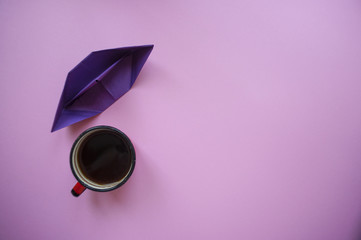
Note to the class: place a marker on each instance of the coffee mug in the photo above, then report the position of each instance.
(102, 159)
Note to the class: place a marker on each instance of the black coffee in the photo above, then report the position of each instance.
(104, 157)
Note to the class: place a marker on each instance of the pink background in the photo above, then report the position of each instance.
(246, 120)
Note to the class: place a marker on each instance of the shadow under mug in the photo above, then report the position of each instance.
(102, 159)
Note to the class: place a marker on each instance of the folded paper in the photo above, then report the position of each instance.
(97, 82)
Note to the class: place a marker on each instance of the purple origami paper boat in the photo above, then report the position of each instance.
(97, 82)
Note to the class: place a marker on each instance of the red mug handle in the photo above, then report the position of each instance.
(77, 189)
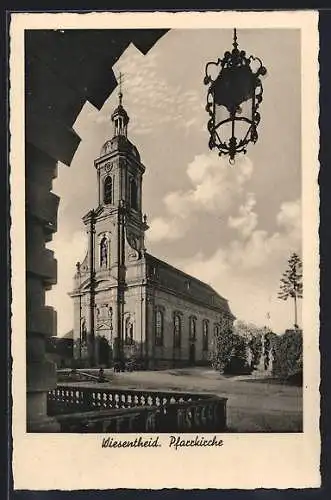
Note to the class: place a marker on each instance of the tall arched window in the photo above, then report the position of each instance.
(84, 332)
(128, 331)
(108, 190)
(177, 330)
(133, 194)
(205, 334)
(158, 327)
(104, 252)
(193, 327)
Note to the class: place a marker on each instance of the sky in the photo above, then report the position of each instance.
(233, 227)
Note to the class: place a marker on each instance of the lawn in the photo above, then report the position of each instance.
(253, 405)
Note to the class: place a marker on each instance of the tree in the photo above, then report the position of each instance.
(291, 283)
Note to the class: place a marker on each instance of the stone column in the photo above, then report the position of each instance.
(41, 271)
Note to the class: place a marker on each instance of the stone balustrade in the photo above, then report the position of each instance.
(85, 409)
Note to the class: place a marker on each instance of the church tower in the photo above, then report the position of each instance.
(115, 229)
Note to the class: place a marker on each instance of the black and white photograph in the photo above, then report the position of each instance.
(168, 210)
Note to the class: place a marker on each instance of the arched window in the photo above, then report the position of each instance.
(133, 194)
(84, 332)
(177, 330)
(108, 190)
(158, 327)
(128, 331)
(205, 334)
(104, 252)
(193, 328)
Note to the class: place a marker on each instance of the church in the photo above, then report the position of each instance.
(143, 306)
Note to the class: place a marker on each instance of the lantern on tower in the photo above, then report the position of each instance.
(233, 98)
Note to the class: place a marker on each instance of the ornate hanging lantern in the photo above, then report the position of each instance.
(233, 99)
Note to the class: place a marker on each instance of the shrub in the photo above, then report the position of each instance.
(229, 354)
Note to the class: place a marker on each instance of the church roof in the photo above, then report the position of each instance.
(165, 275)
(120, 144)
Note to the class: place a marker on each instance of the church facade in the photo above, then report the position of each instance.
(143, 306)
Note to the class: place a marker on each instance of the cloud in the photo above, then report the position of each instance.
(161, 229)
(150, 96)
(246, 222)
(215, 189)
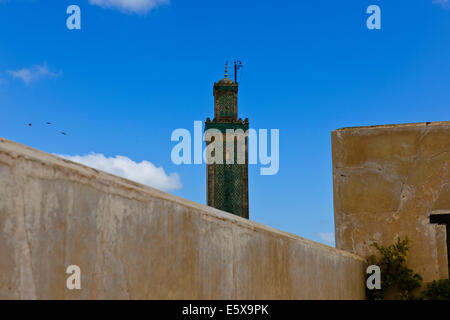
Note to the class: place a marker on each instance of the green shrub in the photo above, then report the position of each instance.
(396, 279)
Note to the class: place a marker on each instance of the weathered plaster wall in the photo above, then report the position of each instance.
(135, 242)
(387, 181)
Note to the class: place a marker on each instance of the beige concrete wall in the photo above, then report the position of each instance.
(135, 242)
(387, 181)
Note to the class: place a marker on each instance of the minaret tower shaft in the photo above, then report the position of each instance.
(227, 183)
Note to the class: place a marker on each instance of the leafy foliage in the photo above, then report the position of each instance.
(396, 279)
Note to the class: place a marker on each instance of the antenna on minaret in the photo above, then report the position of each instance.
(237, 65)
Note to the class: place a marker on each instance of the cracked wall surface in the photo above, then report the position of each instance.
(387, 181)
(135, 242)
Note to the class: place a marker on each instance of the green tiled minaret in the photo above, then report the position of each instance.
(227, 184)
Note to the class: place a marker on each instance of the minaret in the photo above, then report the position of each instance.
(227, 184)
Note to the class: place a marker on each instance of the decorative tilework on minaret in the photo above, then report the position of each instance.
(227, 184)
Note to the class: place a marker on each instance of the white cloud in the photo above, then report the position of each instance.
(327, 237)
(442, 3)
(34, 73)
(130, 6)
(144, 172)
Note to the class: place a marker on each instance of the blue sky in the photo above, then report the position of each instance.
(132, 75)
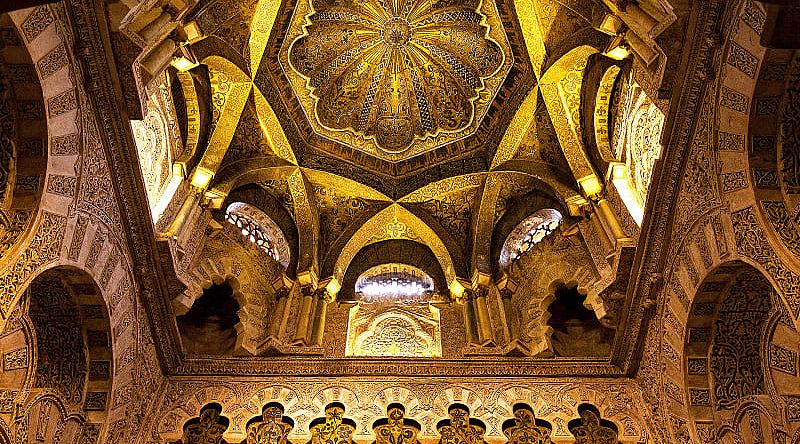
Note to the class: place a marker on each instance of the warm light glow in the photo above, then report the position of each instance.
(333, 287)
(457, 290)
(528, 233)
(259, 229)
(590, 185)
(166, 198)
(202, 177)
(618, 49)
(393, 281)
(193, 31)
(621, 179)
(611, 24)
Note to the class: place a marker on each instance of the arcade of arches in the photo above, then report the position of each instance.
(399, 222)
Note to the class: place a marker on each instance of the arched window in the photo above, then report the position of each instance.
(394, 316)
(528, 233)
(259, 229)
(636, 141)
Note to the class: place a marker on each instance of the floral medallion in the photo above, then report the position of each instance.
(396, 78)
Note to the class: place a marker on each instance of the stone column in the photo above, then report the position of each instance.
(174, 228)
(302, 332)
(485, 333)
(320, 312)
(278, 321)
(609, 220)
(512, 323)
(469, 318)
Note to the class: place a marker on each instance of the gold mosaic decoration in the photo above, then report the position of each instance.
(395, 79)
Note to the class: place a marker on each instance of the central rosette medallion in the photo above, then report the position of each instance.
(396, 78)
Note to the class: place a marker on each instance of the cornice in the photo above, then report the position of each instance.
(416, 367)
(662, 201)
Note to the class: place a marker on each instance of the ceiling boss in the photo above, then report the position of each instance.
(403, 76)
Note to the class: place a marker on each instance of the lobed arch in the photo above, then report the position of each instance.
(263, 200)
(252, 291)
(393, 222)
(401, 251)
(66, 329)
(515, 213)
(197, 325)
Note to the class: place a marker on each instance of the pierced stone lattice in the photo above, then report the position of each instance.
(272, 427)
(334, 428)
(395, 428)
(460, 428)
(525, 428)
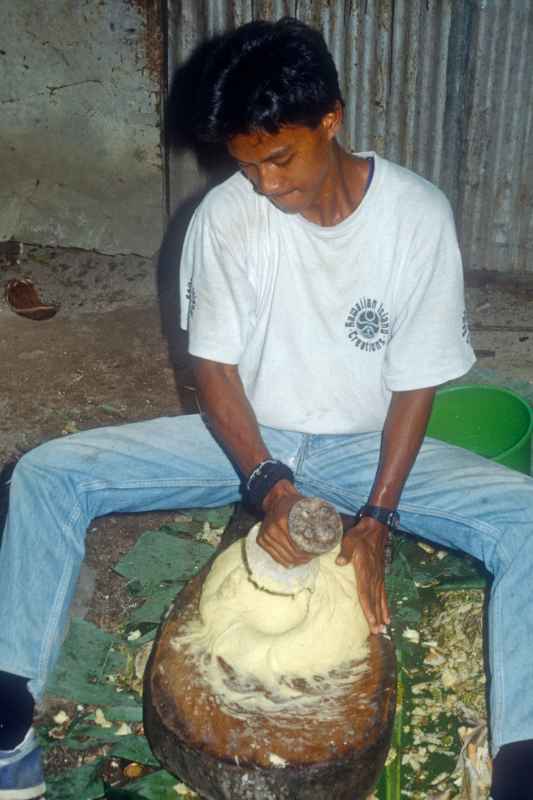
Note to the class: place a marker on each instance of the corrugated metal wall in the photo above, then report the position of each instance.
(442, 86)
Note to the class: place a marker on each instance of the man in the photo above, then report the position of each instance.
(324, 299)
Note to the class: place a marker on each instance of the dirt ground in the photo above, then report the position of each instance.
(103, 360)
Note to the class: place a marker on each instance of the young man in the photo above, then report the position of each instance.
(324, 299)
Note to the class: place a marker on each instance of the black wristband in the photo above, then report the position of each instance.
(387, 516)
(263, 478)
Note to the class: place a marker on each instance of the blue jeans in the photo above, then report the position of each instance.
(452, 497)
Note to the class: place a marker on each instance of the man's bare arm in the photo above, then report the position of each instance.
(364, 544)
(233, 422)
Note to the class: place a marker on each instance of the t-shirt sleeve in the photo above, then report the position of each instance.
(217, 297)
(430, 342)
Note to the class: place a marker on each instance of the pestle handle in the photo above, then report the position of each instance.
(314, 525)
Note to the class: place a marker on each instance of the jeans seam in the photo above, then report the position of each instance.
(301, 454)
(94, 486)
(55, 613)
(330, 489)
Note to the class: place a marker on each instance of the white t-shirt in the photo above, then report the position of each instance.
(325, 322)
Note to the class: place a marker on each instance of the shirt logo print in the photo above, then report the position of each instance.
(368, 325)
(465, 328)
(190, 294)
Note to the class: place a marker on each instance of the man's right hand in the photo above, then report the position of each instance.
(274, 534)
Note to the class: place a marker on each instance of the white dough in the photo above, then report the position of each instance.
(272, 639)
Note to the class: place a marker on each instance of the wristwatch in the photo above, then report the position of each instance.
(387, 516)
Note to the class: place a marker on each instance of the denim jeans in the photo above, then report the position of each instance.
(451, 497)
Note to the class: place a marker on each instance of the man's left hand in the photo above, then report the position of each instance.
(364, 547)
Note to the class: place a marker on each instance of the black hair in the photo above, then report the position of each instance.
(261, 76)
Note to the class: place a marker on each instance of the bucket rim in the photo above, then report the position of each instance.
(500, 390)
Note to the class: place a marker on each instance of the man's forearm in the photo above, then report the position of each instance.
(403, 434)
(230, 415)
(233, 421)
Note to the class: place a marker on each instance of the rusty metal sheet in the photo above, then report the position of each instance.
(441, 86)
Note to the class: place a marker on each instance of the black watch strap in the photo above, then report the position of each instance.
(387, 516)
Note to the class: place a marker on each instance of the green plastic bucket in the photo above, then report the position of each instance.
(489, 420)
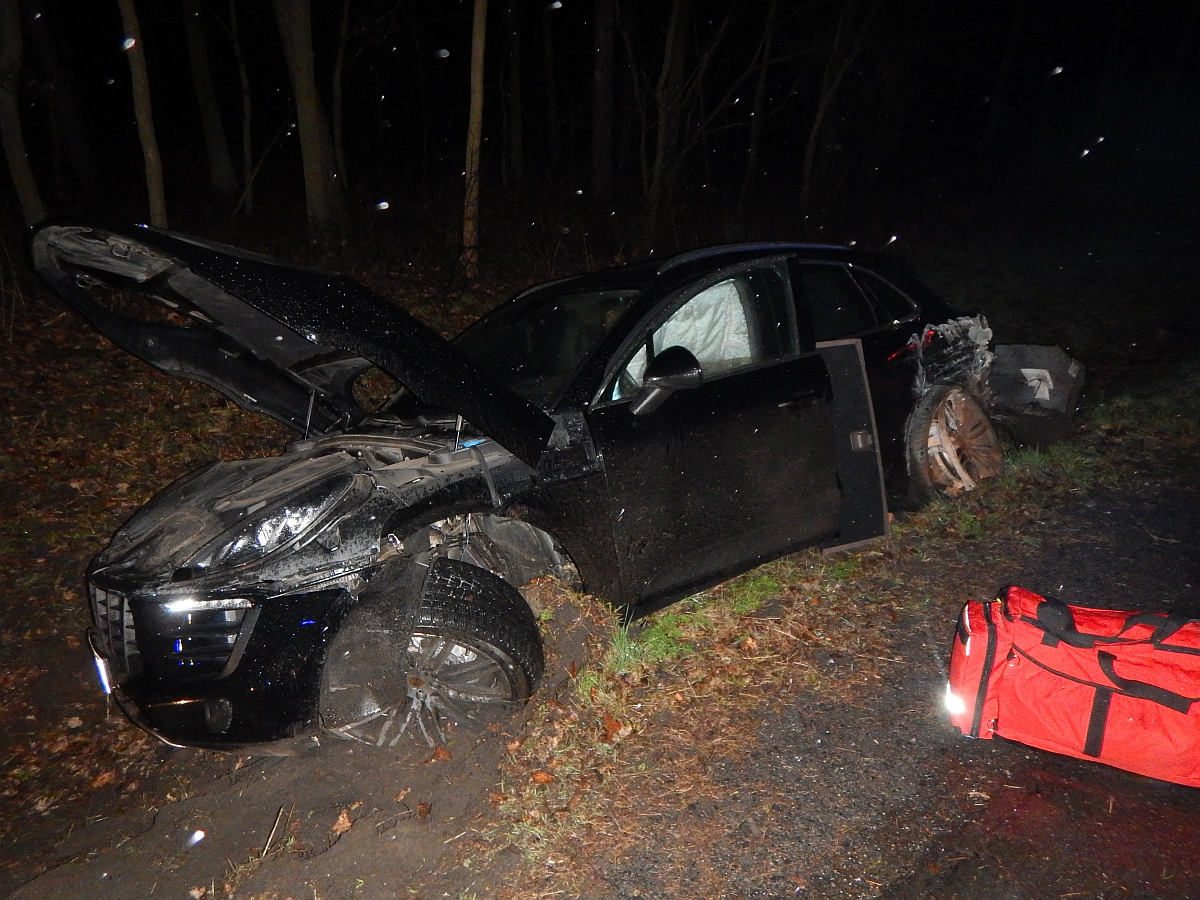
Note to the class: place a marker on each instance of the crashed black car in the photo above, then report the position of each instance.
(645, 432)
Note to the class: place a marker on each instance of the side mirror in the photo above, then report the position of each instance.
(675, 369)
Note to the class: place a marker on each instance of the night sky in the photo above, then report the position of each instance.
(937, 100)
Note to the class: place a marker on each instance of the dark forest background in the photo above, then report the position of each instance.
(715, 119)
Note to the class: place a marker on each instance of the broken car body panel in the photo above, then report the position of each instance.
(657, 427)
(279, 339)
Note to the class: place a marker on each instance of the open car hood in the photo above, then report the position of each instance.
(270, 336)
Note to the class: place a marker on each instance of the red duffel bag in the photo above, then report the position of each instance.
(1121, 688)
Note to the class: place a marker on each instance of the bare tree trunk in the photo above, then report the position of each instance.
(469, 259)
(603, 101)
(837, 66)
(339, 153)
(325, 202)
(57, 84)
(669, 109)
(549, 84)
(515, 168)
(247, 144)
(756, 113)
(220, 165)
(141, 81)
(11, 55)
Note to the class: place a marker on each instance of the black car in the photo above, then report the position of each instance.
(645, 431)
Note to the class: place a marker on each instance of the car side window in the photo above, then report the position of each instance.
(895, 305)
(835, 304)
(736, 323)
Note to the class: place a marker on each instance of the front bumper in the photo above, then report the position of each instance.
(270, 695)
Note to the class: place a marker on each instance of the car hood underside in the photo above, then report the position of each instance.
(270, 336)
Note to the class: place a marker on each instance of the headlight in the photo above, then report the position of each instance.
(280, 525)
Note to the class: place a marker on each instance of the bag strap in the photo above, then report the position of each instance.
(1141, 690)
(1057, 623)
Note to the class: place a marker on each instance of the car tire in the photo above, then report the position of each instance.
(951, 443)
(469, 654)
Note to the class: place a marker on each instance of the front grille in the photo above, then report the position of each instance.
(195, 639)
(115, 635)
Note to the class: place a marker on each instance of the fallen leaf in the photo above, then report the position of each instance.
(343, 822)
(613, 730)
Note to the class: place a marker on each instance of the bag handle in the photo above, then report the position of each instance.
(1141, 690)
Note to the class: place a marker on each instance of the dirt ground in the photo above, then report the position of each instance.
(820, 791)
(869, 797)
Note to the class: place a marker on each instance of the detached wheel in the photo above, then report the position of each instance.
(469, 655)
(952, 445)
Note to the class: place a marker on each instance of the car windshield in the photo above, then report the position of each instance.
(537, 345)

■ TASK DETAILS ■
Set down exactly what runs from the line with "of the headlight" to the last line of the data above, including both of those lines and no others.

■ ANSWER TO THE TASK ■
Note to the class: place a marker on each instance of the headlight in the photo above, then report the position of each instance.
(280, 525)
Note to the class: place a marker on each instance of the bag strap in the photo above, then report the position of each instance.
(1141, 690)
(1057, 623)
Note to the class: place a marker on each instance of the car tire in the photo above, then report the position of each instance.
(951, 443)
(469, 654)
Note to the class: place a marker on each instance of the front grille in the photo above, then report the position of each instance.
(195, 639)
(115, 635)
Note to the class: place a marker on each instance of the fallen leaf in the photo above, then report the position of each instance.
(343, 822)
(613, 730)
Note to the class: place a marker on each instance of the bag handle in the photo above, then report the position of each instance.
(1141, 690)
Note to the class: place a marker on each instance of the dirt ground in the photo above, then report the position of each instance.
(820, 791)
(869, 797)
Note to the class: place a marker on each instance of the detached wheel in the photo above, then report the position of each instance.
(469, 655)
(952, 445)
Note to the class: place a marker on each instance of the car windshield in the photo above, then report the position of each instance.
(537, 345)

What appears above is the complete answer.